# Dataset rows showing where objects appear

========================================================================

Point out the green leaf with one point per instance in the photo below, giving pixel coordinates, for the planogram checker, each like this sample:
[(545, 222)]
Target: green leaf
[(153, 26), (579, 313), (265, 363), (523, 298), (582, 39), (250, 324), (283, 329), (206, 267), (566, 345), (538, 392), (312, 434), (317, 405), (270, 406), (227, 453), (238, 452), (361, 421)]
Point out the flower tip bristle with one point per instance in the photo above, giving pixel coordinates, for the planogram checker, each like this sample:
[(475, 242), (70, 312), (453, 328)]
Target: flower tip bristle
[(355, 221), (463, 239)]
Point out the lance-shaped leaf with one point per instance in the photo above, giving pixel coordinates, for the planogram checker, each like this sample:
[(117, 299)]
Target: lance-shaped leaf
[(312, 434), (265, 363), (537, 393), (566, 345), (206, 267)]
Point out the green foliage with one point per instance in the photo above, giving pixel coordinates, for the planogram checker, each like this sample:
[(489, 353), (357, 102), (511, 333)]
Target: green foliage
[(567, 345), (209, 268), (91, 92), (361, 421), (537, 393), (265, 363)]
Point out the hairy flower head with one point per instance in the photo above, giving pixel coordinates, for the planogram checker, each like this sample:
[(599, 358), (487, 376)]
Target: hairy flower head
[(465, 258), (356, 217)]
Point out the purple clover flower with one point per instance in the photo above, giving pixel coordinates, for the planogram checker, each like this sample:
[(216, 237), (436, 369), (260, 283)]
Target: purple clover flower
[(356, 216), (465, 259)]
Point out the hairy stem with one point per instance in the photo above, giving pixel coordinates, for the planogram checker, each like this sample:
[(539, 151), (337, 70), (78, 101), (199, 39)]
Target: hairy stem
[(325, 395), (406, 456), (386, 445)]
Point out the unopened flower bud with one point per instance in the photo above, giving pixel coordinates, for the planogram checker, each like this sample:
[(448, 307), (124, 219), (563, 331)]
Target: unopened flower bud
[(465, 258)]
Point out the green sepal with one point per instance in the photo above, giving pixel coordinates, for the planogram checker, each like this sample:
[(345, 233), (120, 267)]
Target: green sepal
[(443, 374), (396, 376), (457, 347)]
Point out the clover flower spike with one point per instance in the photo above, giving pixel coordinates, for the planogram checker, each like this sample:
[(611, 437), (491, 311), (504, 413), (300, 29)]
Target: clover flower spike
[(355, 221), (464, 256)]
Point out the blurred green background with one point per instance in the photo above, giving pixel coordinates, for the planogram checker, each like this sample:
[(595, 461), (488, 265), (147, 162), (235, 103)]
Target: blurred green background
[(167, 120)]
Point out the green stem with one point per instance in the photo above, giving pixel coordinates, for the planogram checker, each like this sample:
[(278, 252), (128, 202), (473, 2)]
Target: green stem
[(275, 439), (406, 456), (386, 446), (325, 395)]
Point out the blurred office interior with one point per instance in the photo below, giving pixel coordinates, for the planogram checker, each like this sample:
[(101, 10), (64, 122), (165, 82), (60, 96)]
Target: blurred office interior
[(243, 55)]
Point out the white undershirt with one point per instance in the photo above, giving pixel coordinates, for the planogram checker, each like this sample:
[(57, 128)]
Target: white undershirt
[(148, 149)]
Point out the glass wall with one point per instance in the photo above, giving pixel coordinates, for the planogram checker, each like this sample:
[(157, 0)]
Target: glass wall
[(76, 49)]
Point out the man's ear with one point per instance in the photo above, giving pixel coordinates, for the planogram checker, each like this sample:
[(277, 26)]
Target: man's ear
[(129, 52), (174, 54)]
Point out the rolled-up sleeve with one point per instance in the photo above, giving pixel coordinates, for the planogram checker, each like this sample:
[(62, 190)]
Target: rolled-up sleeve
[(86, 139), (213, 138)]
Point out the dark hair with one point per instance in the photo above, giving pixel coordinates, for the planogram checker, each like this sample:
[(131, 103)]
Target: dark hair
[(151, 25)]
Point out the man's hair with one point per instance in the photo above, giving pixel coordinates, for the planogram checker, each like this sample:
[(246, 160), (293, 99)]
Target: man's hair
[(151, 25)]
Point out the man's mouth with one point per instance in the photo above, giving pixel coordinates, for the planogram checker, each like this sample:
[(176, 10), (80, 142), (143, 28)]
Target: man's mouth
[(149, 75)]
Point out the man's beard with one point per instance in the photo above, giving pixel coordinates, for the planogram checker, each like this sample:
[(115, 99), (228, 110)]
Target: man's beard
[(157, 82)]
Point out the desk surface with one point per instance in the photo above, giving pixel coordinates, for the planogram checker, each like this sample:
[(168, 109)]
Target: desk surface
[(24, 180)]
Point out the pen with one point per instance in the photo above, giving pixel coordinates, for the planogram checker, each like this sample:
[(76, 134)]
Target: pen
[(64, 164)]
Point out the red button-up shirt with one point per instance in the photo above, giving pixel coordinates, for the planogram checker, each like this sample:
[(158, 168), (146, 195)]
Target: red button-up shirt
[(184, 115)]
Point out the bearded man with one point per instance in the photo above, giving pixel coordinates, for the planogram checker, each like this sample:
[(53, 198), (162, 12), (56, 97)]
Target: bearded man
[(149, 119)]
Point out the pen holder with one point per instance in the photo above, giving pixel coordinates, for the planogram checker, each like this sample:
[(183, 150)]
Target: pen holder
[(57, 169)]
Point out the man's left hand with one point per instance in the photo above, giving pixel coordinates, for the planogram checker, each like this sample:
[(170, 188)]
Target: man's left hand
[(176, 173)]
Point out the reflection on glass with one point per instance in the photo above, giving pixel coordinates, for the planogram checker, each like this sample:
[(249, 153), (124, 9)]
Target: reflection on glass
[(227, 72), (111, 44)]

========================================================================

# What you need to do
Retype everything from the start of the rows above down to the line that contains "[(325, 395), (406, 456), (386, 445)]", including that line.

# Solution below
Point out the green leaf with one point per instance in the photo below, giving pixel coordinates, for the planogram checker, each like this sample:
[(545, 222)]
Target: green leaf
[(153, 26), (579, 313), (265, 363), (523, 298), (582, 39), (250, 324), (283, 329), (206, 267), (566, 345), (538, 392), (312, 434), (317, 405), (270, 406), (227, 453), (238, 452), (361, 421)]
Point out the flower tip bristle with one point per instance in the photo above, giving pixel coordinates, for the planogram checker, each like this sample:
[(475, 242), (70, 312), (453, 328)]
Target: flower tip bristle
[(355, 221), (463, 239)]
Point out the lance-shaped leaf with one point per instance in the photo above, giving pixel coordinates, for the planogram checker, each like this sample:
[(117, 299)]
Target: lance-shaped leaf
[(312, 434), (265, 363), (537, 393), (566, 345), (206, 267)]
Point out the green foliage with one point per instance in the photo above, giving pixel coordinates, for the planogram checker, each like this sample:
[(489, 353), (357, 102), (511, 333)]
Target: green foliage
[(567, 345), (209, 268), (91, 92), (361, 421), (537, 393), (265, 363)]
Point out the hairy flower head with one point per instance in the photo above, giving pixel coordinates, for the planogram checker, each like this sample:
[(599, 358), (487, 376)]
Target: hairy flower head
[(465, 258), (356, 217)]
Point out the purple clover flower with one point per instance in the photo above, giving pixel coordinates, for the planogram checker, each like this sample:
[(216, 237), (436, 369), (260, 283)]
Target: purple clover flower
[(356, 216), (465, 259)]
Point out the hairy stem with one point per instance in the photo above, giving pixel coordinates, for the planogram checker, each like this sample:
[(539, 151), (337, 70), (78, 101), (199, 39)]
Target: hairy stem
[(325, 395), (406, 456), (386, 445)]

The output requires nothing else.